Pointing records:
_ _ _ _ _

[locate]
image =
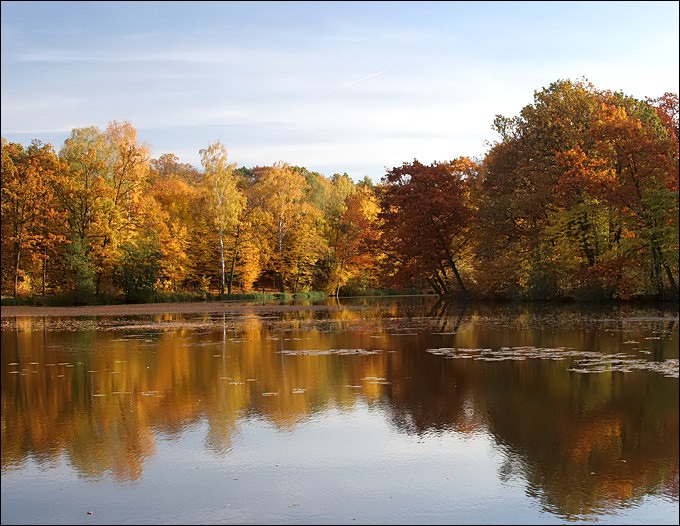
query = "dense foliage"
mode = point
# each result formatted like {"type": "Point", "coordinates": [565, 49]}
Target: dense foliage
{"type": "Point", "coordinates": [577, 198]}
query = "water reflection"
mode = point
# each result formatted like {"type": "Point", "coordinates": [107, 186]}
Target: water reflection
{"type": "Point", "coordinates": [99, 393]}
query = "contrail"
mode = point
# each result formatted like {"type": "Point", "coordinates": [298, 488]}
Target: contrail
{"type": "Point", "coordinates": [357, 81]}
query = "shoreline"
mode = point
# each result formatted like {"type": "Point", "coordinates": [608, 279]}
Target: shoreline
{"type": "Point", "coordinates": [134, 309]}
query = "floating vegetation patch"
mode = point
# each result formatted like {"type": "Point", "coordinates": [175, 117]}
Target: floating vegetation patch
{"type": "Point", "coordinates": [584, 361]}
{"type": "Point", "coordinates": [311, 352]}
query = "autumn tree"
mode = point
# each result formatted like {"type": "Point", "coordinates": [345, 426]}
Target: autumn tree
{"type": "Point", "coordinates": [426, 215]}
{"type": "Point", "coordinates": [577, 197]}
{"type": "Point", "coordinates": [290, 225]}
{"type": "Point", "coordinates": [32, 223]}
{"type": "Point", "coordinates": [226, 203]}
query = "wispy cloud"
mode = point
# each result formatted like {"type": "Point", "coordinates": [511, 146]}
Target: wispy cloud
{"type": "Point", "coordinates": [354, 82]}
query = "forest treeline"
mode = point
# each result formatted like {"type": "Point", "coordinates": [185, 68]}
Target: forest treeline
{"type": "Point", "coordinates": [577, 198]}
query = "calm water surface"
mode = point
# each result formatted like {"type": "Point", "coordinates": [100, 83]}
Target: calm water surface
{"type": "Point", "coordinates": [363, 411]}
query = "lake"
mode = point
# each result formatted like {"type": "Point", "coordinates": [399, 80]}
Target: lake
{"type": "Point", "coordinates": [349, 411]}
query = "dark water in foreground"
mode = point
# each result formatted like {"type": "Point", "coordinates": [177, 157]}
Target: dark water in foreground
{"type": "Point", "coordinates": [372, 411]}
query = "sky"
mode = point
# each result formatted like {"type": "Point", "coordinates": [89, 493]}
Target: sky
{"type": "Point", "coordinates": [351, 87]}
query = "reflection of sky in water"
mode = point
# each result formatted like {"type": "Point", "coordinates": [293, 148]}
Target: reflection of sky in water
{"type": "Point", "coordinates": [461, 418]}
{"type": "Point", "coordinates": [354, 457]}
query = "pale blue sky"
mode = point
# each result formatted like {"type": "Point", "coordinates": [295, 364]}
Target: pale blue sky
{"type": "Point", "coordinates": [356, 87]}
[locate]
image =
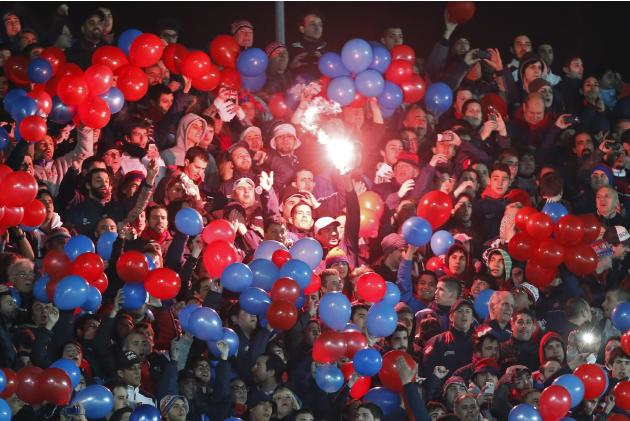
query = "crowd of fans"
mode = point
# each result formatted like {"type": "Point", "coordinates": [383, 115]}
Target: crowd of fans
{"type": "Point", "coordinates": [556, 135]}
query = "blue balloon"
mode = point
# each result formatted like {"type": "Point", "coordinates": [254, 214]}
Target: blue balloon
{"type": "Point", "coordinates": [370, 83]}
{"type": "Point", "coordinates": [328, 377]}
{"type": "Point", "coordinates": [381, 320]}
{"type": "Point", "coordinates": [574, 386]}
{"type": "Point", "coordinates": [330, 65]}
{"type": "Point", "coordinates": [392, 294]}
{"type": "Point", "coordinates": [309, 251]}
{"type": "Point", "coordinates": [97, 401]}
{"type": "Point", "coordinates": [265, 273]}
{"type": "Point", "coordinates": [524, 412]}
{"type": "Point", "coordinates": [70, 368]}
{"type": "Point", "coordinates": [104, 244]}
{"type": "Point", "coordinates": [555, 211]}
{"type": "Point", "coordinates": [621, 316]}
{"type": "Point", "coordinates": [78, 245]}
{"type": "Point", "coordinates": [417, 231]}
{"type": "Point", "coordinates": [334, 310]}
{"type": "Point", "coordinates": [184, 315]}
{"type": "Point", "coordinates": [386, 399]}
{"type": "Point", "coordinates": [134, 296]}
{"type": "Point", "coordinates": [254, 301]}
{"type": "Point", "coordinates": [367, 362]}
{"type": "Point", "coordinates": [231, 338]}
{"type": "Point", "coordinates": [115, 99]}
{"type": "Point", "coordinates": [382, 57]}
{"type": "Point", "coordinates": [266, 248]}
{"type": "Point", "coordinates": [60, 112]}
{"type": "Point", "coordinates": [205, 324]}
{"type": "Point", "coordinates": [441, 241]}
{"type": "Point", "coordinates": [39, 289]}
{"type": "Point", "coordinates": [93, 301]}
{"type": "Point", "coordinates": [481, 303]}
{"type": "Point", "coordinates": [236, 277]}
{"type": "Point", "coordinates": [145, 413]}
{"type": "Point", "coordinates": [126, 39]}
{"type": "Point", "coordinates": [254, 83]}
{"type": "Point", "coordinates": [252, 62]}
{"type": "Point", "coordinates": [356, 55]}
{"type": "Point", "coordinates": [188, 221]}
{"type": "Point", "coordinates": [391, 97]}
{"type": "Point", "coordinates": [39, 70]}
{"type": "Point", "coordinates": [341, 89]}
{"type": "Point", "coordinates": [71, 292]}
{"type": "Point", "coordinates": [297, 270]}
{"type": "Point", "coordinates": [438, 99]}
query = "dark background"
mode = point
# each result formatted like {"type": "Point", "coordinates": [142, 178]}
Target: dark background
{"type": "Point", "coordinates": [595, 30]}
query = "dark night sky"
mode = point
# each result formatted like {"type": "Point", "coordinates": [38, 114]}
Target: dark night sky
{"type": "Point", "coordinates": [596, 30]}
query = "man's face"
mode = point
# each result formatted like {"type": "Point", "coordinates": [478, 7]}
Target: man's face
{"type": "Point", "coordinates": [392, 38]}
{"type": "Point", "coordinates": [522, 45]}
{"type": "Point", "coordinates": [158, 220]}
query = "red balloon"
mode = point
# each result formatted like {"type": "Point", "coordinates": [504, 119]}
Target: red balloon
{"type": "Point", "coordinates": [16, 69]}
{"type": "Point", "coordinates": [285, 289]}
{"type": "Point", "coordinates": [522, 217]}
{"type": "Point", "coordinates": [56, 386]}
{"type": "Point", "coordinates": [281, 315]}
{"type": "Point", "coordinates": [209, 80]}
{"type": "Point", "coordinates": [435, 207]}
{"type": "Point", "coordinates": [196, 64]}
{"type": "Point", "coordinates": [34, 214]}
{"type": "Point", "coordinates": [99, 78]}
{"type": "Point", "coordinates": [20, 189]}
{"type": "Point", "coordinates": [219, 229]}
{"type": "Point", "coordinates": [277, 105]}
{"type": "Point", "coordinates": [72, 90]}
{"type": "Point", "coordinates": [146, 50]}
{"type": "Point", "coordinates": [43, 100]}
{"type": "Point", "coordinates": [522, 246]}
{"type": "Point", "coordinates": [413, 89]}
{"type": "Point", "coordinates": [224, 50]}
{"type": "Point", "coordinates": [371, 287]}
{"type": "Point", "coordinates": [389, 374]}
{"type": "Point", "coordinates": [460, 12]}
{"type": "Point", "coordinates": [54, 56]}
{"type": "Point", "coordinates": [163, 283]}
{"type": "Point", "coordinates": [621, 392]}
{"type": "Point", "coordinates": [569, 230]}
{"type": "Point", "coordinates": [33, 128]}
{"type": "Point", "coordinates": [89, 266]}
{"type": "Point", "coordinates": [549, 254]}
{"type": "Point", "coordinates": [539, 276]}
{"type": "Point", "coordinates": [172, 57]}
{"type": "Point", "coordinates": [592, 228]}
{"type": "Point", "coordinates": [57, 264]}
{"type": "Point", "coordinates": [132, 82]}
{"type": "Point", "coordinates": [594, 379]}
{"type": "Point", "coordinates": [581, 260]}
{"type": "Point", "coordinates": [399, 72]}
{"type": "Point", "coordinates": [355, 341]}
{"type": "Point", "coordinates": [28, 388]}
{"type": "Point", "coordinates": [11, 383]}
{"type": "Point", "coordinates": [555, 402]}
{"type": "Point", "coordinates": [132, 266]}
{"type": "Point", "coordinates": [539, 226]}
{"type": "Point", "coordinates": [94, 113]}
{"type": "Point", "coordinates": [217, 256]}
{"type": "Point", "coordinates": [280, 257]}
{"type": "Point", "coordinates": [110, 56]}
{"type": "Point", "coordinates": [329, 347]}
{"type": "Point", "coordinates": [403, 52]}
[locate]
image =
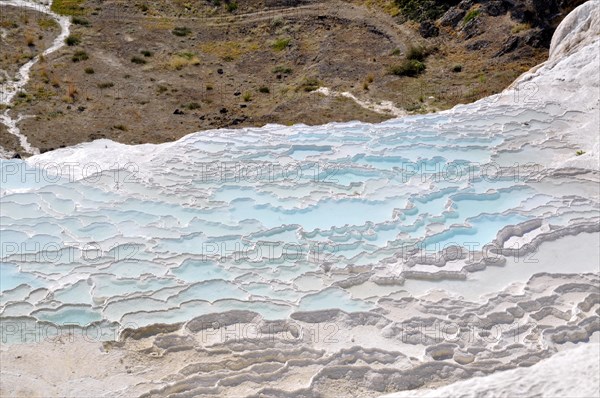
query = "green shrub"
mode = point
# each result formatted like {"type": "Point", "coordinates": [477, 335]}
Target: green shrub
{"type": "Point", "coordinates": [423, 10]}
{"type": "Point", "coordinates": [310, 84]}
{"type": "Point", "coordinates": [471, 15]}
{"type": "Point", "coordinates": [282, 69]}
{"type": "Point", "coordinates": [280, 44]}
{"type": "Point", "coordinates": [417, 53]}
{"type": "Point", "coordinates": [181, 31]}
{"type": "Point", "coordinates": [192, 105]}
{"type": "Point", "coordinates": [72, 40]}
{"type": "Point", "coordinates": [68, 7]}
{"type": "Point", "coordinates": [232, 6]}
{"type": "Point", "coordinates": [80, 21]}
{"type": "Point", "coordinates": [80, 55]}
{"type": "Point", "coordinates": [138, 60]}
{"type": "Point", "coordinates": [410, 67]}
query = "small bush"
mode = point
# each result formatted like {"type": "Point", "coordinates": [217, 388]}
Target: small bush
{"type": "Point", "coordinates": [30, 40]}
{"type": "Point", "coordinates": [192, 106]}
{"type": "Point", "coordinates": [280, 44]}
{"type": "Point", "coordinates": [282, 69]}
{"type": "Point", "coordinates": [67, 7]}
{"type": "Point", "coordinates": [310, 84]}
{"type": "Point", "coordinates": [72, 40]}
{"type": "Point", "coordinates": [232, 6]}
{"type": "Point", "coordinates": [138, 60]}
{"type": "Point", "coordinates": [181, 31]}
{"type": "Point", "coordinates": [417, 53]}
{"type": "Point", "coordinates": [47, 23]}
{"type": "Point", "coordinates": [471, 15]}
{"type": "Point", "coordinates": [409, 67]}
{"type": "Point", "coordinates": [276, 22]}
{"type": "Point", "coordinates": [80, 21]}
{"type": "Point", "coordinates": [181, 60]}
{"type": "Point", "coordinates": [79, 56]}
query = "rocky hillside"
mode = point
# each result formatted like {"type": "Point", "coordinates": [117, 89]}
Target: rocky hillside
{"type": "Point", "coordinates": [153, 71]}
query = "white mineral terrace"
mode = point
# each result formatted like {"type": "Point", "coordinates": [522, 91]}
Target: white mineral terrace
{"type": "Point", "coordinates": [349, 259]}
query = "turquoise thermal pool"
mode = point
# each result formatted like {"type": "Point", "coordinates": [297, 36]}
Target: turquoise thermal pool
{"type": "Point", "coordinates": [279, 220]}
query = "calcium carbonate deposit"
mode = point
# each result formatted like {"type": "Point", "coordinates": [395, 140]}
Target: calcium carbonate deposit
{"type": "Point", "coordinates": [341, 260]}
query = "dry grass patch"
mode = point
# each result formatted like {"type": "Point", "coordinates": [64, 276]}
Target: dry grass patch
{"type": "Point", "coordinates": [181, 60]}
{"type": "Point", "coordinates": [229, 50]}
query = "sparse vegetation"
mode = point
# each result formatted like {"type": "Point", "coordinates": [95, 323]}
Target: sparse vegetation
{"type": "Point", "coordinates": [471, 15]}
{"type": "Point", "coordinates": [284, 70]}
{"type": "Point", "coordinates": [277, 22]}
{"type": "Point", "coordinates": [72, 40]}
{"type": "Point", "coordinates": [310, 84]}
{"type": "Point", "coordinates": [520, 27]}
{"type": "Point", "coordinates": [422, 10]}
{"type": "Point", "coordinates": [231, 6]}
{"type": "Point", "coordinates": [47, 23]}
{"type": "Point", "coordinates": [229, 50]}
{"type": "Point", "coordinates": [80, 21]}
{"type": "Point", "coordinates": [138, 60]}
{"type": "Point", "coordinates": [29, 39]}
{"type": "Point", "coordinates": [105, 85]}
{"type": "Point", "coordinates": [410, 67]}
{"type": "Point", "coordinates": [280, 44]}
{"type": "Point", "coordinates": [192, 106]}
{"type": "Point", "coordinates": [417, 53]}
{"type": "Point", "coordinates": [68, 7]}
{"type": "Point", "coordinates": [181, 31]}
{"type": "Point", "coordinates": [181, 60]}
{"type": "Point", "coordinates": [79, 55]}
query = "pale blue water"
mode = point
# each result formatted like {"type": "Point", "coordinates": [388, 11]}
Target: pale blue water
{"type": "Point", "coordinates": [191, 234]}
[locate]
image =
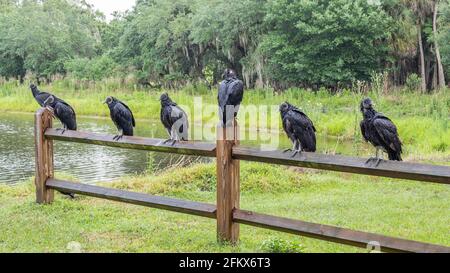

_ _ _ _ _

_AIM OF THE TASK_
Count the lines in the entries above that contain the word "vegetation" and give only the number.

_ANSWER TO THIS TASK_
4